Parts of the exercise:
1. List every currency named in the Sterling market commentary. Count Sterling and the pound as one currency.
2. Write out the part of the Sterling market commentary between "In yesterday’s London" and "Britain’s trade flows.", inclusive.
3. Extend the Sterling market commentary past its final sentence.

Provided passage:
- - - -

Good morning,

In yesterday’s London trading session, Sterling finally caught the break it was looking for against the Euro and Dollar, as incoming Bank of England Governor Andrew Bailey sought to reassure markets by declaring “What we need is frankly more evidence than we have at the moment” with regards to the impact of Coronavirus on Britain’s trade flows.

As a result, expectations of a rate cut at the March 26th meeting were rowed back to 50%, down from a lofty 68% at the start of the week. Just as last time, the pound will be hyper-sensitive to the markets estimations on whether a cut is looming – the percentage estimation is usually built upon data releases pre-meeting but, this time, the impacts of Coronavirus have built-in extra scepticism. The fact the chances stood as high as 68% without any meaningful data releases shows the extent of Coronavirus’ impact on sentiment; which has been replicated on a global scale, with The Bank of Canada dropping rates by double the amount they were expected to yesterday, sending the Canadian Dollar south against most majors instantly.

- - - -

Records provided:
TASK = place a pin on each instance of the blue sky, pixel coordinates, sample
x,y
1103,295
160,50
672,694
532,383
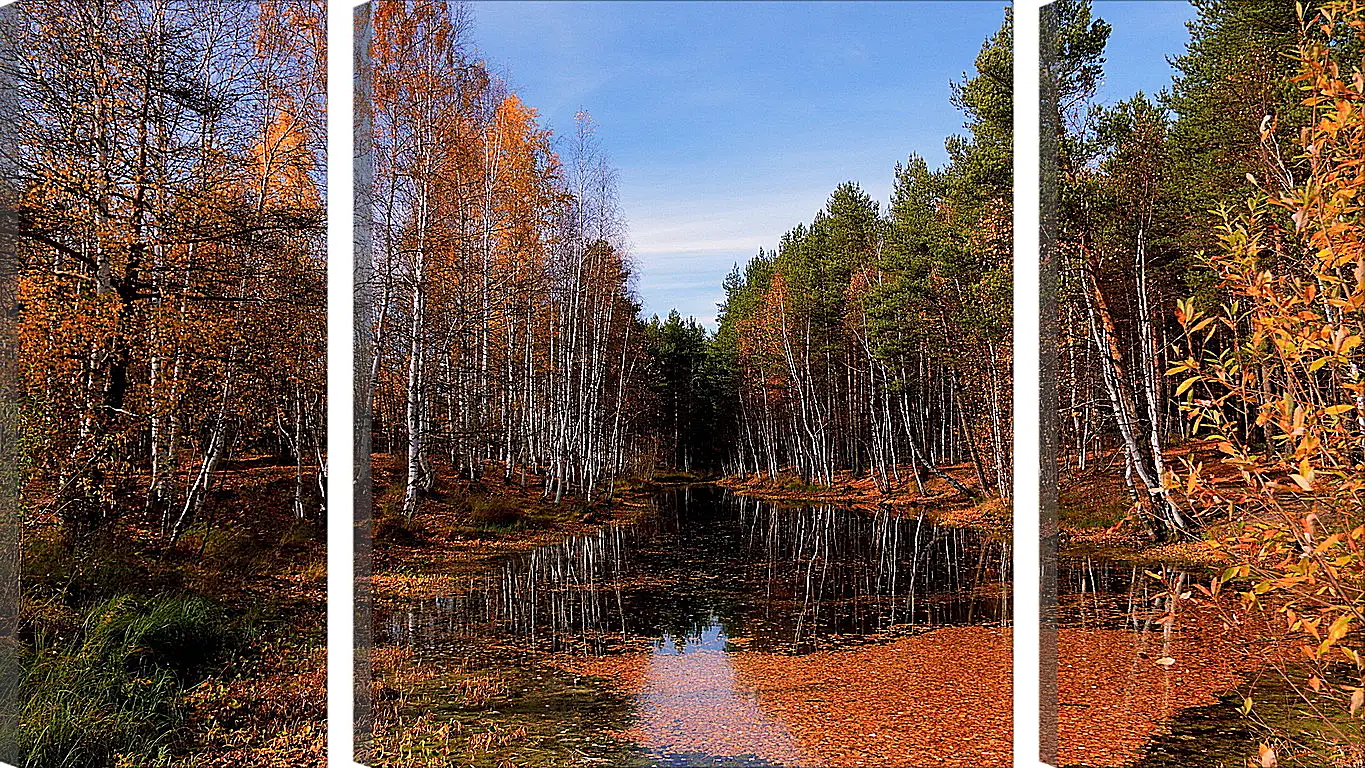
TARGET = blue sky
x,y
1145,33
733,122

- - - -

Per-task outputs:
1. Sterling (the pound), the Euro, the Dollar, the Canadian Dollar

2.
In yesterday’s London trading session, Sterling finally caught the break it was looking for against the Euro and Dollar, as incoming Bank of England Governor Andrew Bailey sought to reassure markets by declaring “What we need is frankly more evidence than we have at the moment” with regards to the impact of Coronavirus on Britain’s trade flows.

3.
Outgoing BoE Governor Mark Carne is due to speak today at 17:00 GMT; although Carney is on the way out, remarks with regards to the continuing impacts of Coronavirus on the markets will be taken heed of. In the worst-case scenario for Sterling, much like as seen in the USA this week, an emergency out of session rate cut could come at any time – expect prolonged Pound jitters in the interim, as markets struggle for direction and stability.